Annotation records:
--- Begin ---
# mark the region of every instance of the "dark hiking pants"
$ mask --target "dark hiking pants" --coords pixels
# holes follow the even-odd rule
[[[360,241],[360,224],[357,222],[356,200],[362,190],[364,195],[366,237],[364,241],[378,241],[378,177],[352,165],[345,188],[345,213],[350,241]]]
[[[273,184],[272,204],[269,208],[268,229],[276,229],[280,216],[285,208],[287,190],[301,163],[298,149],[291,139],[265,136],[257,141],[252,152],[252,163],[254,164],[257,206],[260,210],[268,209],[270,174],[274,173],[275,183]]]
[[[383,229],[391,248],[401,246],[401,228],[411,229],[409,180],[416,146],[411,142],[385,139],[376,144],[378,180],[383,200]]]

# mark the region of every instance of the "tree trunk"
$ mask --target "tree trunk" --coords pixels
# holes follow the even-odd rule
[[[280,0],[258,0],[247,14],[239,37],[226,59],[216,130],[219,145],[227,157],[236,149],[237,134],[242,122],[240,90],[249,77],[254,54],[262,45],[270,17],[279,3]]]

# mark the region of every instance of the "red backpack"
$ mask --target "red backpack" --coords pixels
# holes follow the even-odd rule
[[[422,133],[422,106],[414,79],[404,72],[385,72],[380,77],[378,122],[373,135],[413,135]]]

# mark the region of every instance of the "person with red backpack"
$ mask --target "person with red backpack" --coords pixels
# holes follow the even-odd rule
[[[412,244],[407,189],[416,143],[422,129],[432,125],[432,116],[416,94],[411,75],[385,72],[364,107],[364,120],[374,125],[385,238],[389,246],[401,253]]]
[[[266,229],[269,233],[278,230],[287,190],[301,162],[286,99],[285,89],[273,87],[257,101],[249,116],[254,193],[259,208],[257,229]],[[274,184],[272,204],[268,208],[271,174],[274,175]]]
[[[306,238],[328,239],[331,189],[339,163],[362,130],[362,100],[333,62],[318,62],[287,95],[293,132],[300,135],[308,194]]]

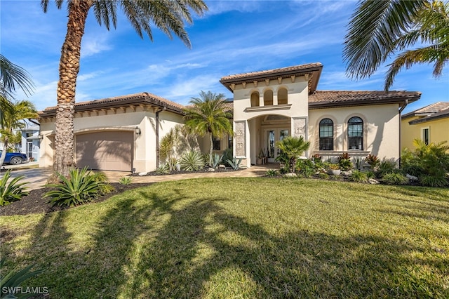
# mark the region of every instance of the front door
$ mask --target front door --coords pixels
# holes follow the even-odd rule
[[[276,147],[276,142],[282,140],[289,135],[289,129],[286,128],[268,128],[265,130],[265,142],[268,153],[268,161],[274,162],[278,157],[278,149]]]

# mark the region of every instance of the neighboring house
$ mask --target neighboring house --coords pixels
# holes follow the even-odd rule
[[[449,140],[449,102],[436,102],[403,114],[402,148],[414,148],[413,140],[427,144]]]
[[[335,159],[348,152],[397,159],[401,112],[421,93],[407,91],[318,91],[321,63],[231,75],[220,82],[234,94],[234,135],[215,138],[214,150],[232,147],[250,167],[261,150],[274,161],[276,141],[288,135],[311,142],[306,157]],[[158,144],[183,123],[180,104],[147,93],[75,105],[75,159],[79,167],[137,172],[154,170]],[[53,164],[55,107],[40,112],[40,165]],[[199,140],[208,151],[207,139]]]
[[[39,124],[35,121],[32,124],[27,122],[27,126],[22,129],[20,152],[27,154],[30,161],[38,161],[41,147],[40,126]]]

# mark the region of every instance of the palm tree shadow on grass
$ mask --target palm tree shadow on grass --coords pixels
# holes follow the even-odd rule
[[[274,236],[227,212],[219,204],[229,199],[203,198],[173,209],[168,199],[142,196],[170,220],[142,246],[123,298],[419,297],[424,286],[448,294],[429,277],[408,284],[419,275],[410,269],[449,265],[408,258],[424,249],[406,242],[307,231]]]
[[[222,204],[232,199],[226,197],[195,199],[182,189],[164,197],[146,189],[123,195],[84,247],[72,240],[67,211],[43,218],[32,238],[31,259],[61,279],[41,275],[34,285],[48,286],[52,298],[60,298],[426,297],[427,291],[444,298],[448,293],[420,271],[447,275],[448,262],[413,256],[427,249],[406,240],[294,227],[276,235],[227,211]]]

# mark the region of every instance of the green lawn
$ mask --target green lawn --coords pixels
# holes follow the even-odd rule
[[[196,179],[0,224],[52,298],[449,298],[448,189]]]

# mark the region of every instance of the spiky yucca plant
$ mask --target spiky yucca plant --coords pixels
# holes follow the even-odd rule
[[[8,182],[11,176],[11,171],[9,170],[0,178],[0,206],[20,200],[29,194],[28,191],[25,190],[26,187],[23,187],[28,182],[20,182],[25,178],[24,175],[15,177]]]

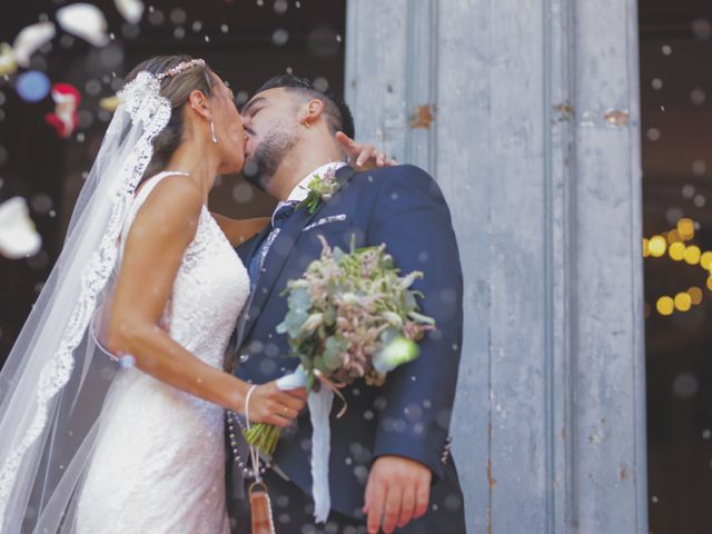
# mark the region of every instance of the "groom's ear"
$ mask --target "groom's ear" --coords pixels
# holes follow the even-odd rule
[[[324,102],[318,98],[313,98],[308,102],[306,102],[303,107],[301,121],[308,121],[308,123],[313,125],[316,122],[324,112]]]
[[[190,95],[188,96],[188,106],[205,119],[210,118],[210,100],[201,90],[194,89],[190,91]]]

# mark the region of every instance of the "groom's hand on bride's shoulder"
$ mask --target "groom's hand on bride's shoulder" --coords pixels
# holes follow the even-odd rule
[[[348,156],[349,165],[358,171],[396,165],[396,160],[389,159],[386,152],[377,150],[373,145],[356,142],[343,131],[336,132],[336,140]]]
[[[402,456],[380,456],[368,475],[364,513],[368,534],[403,528],[425,515],[433,474],[425,465]]]

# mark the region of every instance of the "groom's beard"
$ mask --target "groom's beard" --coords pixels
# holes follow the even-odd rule
[[[263,191],[275,177],[285,157],[297,144],[297,134],[279,129],[278,125],[255,149],[255,154],[245,161],[243,174],[247,181]]]

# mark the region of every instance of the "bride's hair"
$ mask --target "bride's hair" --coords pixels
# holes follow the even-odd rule
[[[126,77],[131,81],[141,71],[154,75],[167,73],[176,66],[192,61],[190,56],[158,56],[137,65]],[[154,140],[154,157],[146,168],[144,179],[154,176],[166,168],[171,156],[180,145],[184,129],[184,106],[194,90],[200,90],[206,96],[212,96],[212,78],[207,65],[195,65],[175,76],[166,76],[160,83],[160,96],[170,101],[170,120],[166,128]]]

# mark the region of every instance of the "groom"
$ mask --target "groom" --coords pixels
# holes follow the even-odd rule
[[[334,136],[342,130],[354,137],[350,111],[340,98],[307,80],[273,78],[241,115],[249,136],[245,174],[280,202],[268,228],[238,248],[254,288],[237,328],[237,376],[261,384],[298,365],[297,358],[285,357],[289,347],[275,327],[287,312],[287,299],[280,296],[287,281],[299,278],[320,256],[318,236],[344,250],[352,236],[357,247],[385,243],[403,273],[425,273],[414,288],[425,295],[422,313],[437,324],[419,343],[419,357],[392,372],[383,387],[358,380],[343,389],[348,409],[342,418],[335,416],[335,402],[332,513],[326,525],[310,526],[308,414],[283,433],[274,465],[265,473],[277,532],[464,533],[463,496],[448,438],[463,285],[451,215],[439,188],[417,167],[367,172],[347,167]],[[310,214],[299,206],[307,185],[313,176],[332,169],[340,189]],[[245,501],[233,504],[230,516],[235,532],[249,532]]]

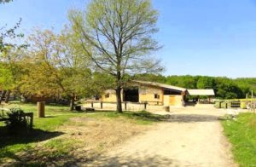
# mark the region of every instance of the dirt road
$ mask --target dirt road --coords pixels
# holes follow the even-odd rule
[[[236,166],[212,114],[174,114],[86,166]]]

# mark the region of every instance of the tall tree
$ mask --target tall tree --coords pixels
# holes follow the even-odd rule
[[[160,48],[153,38],[158,12],[150,0],[94,0],[85,12],[70,11],[69,19],[86,55],[115,78],[117,112],[122,112],[127,76],[162,70],[160,60],[150,56]]]
[[[23,92],[38,96],[65,95],[70,100],[71,110],[75,96],[90,93],[88,59],[76,46],[74,37],[67,29],[61,35],[50,30],[36,30],[30,36],[28,59],[32,63],[24,78]]]

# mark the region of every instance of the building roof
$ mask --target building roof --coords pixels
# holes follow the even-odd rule
[[[213,89],[188,89],[189,95],[215,95]]]
[[[178,90],[178,91],[186,91],[187,90],[187,89],[185,89],[185,88],[172,86],[169,84],[163,84],[154,83],[154,82],[137,81],[137,80],[133,80],[132,82],[137,83],[137,84],[147,84],[147,85],[150,85],[150,86],[165,88],[165,89],[168,89]]]

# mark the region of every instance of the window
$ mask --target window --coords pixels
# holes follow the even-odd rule
[[[154,99],[160,99],[160,95],[154,94]]]
[[[109,98],[109,94],[106,94],[105,98]]]

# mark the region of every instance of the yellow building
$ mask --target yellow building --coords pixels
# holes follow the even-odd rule
[[[122,101],[161,106],[184,106],[187,89],[154,82],[132,81],[129,89],[122,89]],[[116,102],[115,90],[106,90],[102,102]]]

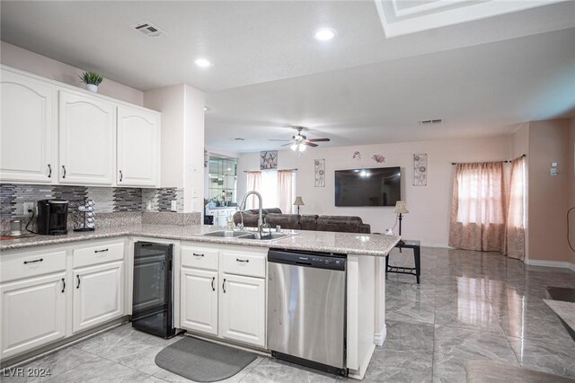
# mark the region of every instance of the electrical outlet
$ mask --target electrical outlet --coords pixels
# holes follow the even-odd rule
[[[29,216],[31,215],[31,213],[29,213],[28,210],[32,210],[32,211],[36,211],[36,203],[35,202],[24,202],[22,204],[22,210],[24,210],[24,216]]]

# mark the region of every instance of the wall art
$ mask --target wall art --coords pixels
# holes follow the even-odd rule
[[[314,186],[316,188],[323,188],[325,187],[325,160],[318,159],[314,160],[314,168],[315,168],[315,183]]]
[[[413,186],[428,184],[428,155],[413,155]]]
[[[260,152],[260,170],[278,168],[278,151]]]
[[[371,159],[376,161],[377,164],[381,164],[382,162],[385,162],[385,157],[382,155],[373,155]]]

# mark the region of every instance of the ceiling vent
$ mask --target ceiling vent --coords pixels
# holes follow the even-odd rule
[[[438,120],[422,120],[420,121],[420,125],[438,125],[443,122],[442,119]]]
[[[164,31],[156,27],[150,22],[138,22],[136,25],[132,25],[132,28],[147,37],[158,37],[161,34],[165,33]]]

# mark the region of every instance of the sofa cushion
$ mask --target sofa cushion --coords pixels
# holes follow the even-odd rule
[[[317,216],[315,214],[306,214],[299,217],[299,224],[302,230],[317,230]]]
[[[270,224],[271,228],[279,225],[281,228],[289,230],[301,230],[302,227],[299,224],[299,216],[297,214],[278,214],[269,213],[266,214],[266,222]]]
[[[359,217],[319,216],[317,218],[316,230],[360,233],[359,225],[362,223],[363,222]]]

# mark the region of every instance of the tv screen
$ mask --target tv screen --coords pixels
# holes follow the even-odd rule
[[[402,172],[396,167],[335,171],[335,206],[395,206]]]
--- End ---
What needs to be done: Shift every coordinate by 132 and reproduce the stretch from the line containing "# mark the region of every instance of the green" through the line containing "[[[196,179],[0,224],[52,298],[449,298],[448,189]]]", keeping the request lines as they are. Output only those lines.

Result of this exercise:
# mark the region of every instance of the green lawn
$ mask --target green lawn --coords pixels
# holes follow the even-odd rule
[[[328,311],[132,356],[184,430],[581,430],[580,321]]]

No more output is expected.